#### Exercise directions:
Rewrite the stretch of the article on Hungary's fourth-quarter recession from "Hungary's annualised GDP" through "start of Q3.", putting "economic downturn" in place of "technical recession".

START Extract provided

Statistics Office confirms Hungary in recession in Q4

Statistics Office confirms Hungary in recession in Q4
/ bne IntelliNews
By Tamas Csonka in Budapest March 3, 2023

Hungary's annualised GDP growth slowed to 0.4% in 4Q from 4.0% in the previous month and adjusted for seasonal and calendar year effects, growth was 0.8%, the Central Statistics Office (KSH) confirmed in a second reading on March 2. On a quarterly basis, GDP edged down 0.4%, falling for the second quarter in a row, confirming the technical recession in Hungary since the start of Q3.

For the full year, GDP growth reached 4.6% (chart), around 1pp above the EU average, according to preliminary figures.

First-half growth was boosted by a pre-election spending splurge, government handouts to families and massive public investments. The carry-over impacts of the government’s procyclical fiscal policy coupled with loose monetary conditions after the pandemic lifted growth. The government stepped on the brake with Hungary incurring a twin deficit as energy prices soared and the budget was overstretched. The budget hole was plugged by windfall taxes on a number of sectors, the scaleback of energy subsidies, and the postponement of HUF2 trillion (€5.3bn) of public investments.

END Extract provided
START Supplied data

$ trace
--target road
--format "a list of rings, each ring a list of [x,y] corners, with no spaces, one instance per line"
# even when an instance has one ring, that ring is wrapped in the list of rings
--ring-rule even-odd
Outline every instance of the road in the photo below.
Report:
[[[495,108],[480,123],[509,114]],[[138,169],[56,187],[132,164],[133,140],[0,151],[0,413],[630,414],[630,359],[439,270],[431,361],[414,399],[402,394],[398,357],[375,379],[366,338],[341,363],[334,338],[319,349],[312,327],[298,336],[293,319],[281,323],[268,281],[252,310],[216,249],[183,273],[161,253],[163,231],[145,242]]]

END Supplied data

#### Answer for this exercise:
Hungary's annualised GDP growth slowed to 0.4% in 4Q from 4.0% in the previous month and adjusted for seasonal and calendar year effects, growth was 0.8%, the Central Statistics Office (KSH) confirmed in a second reading on March 2. On a quarterly basis, GDP edged down 0.4%, falling for the second quarter in a row, confirming the economic downturn in Hungary since the start of Q3.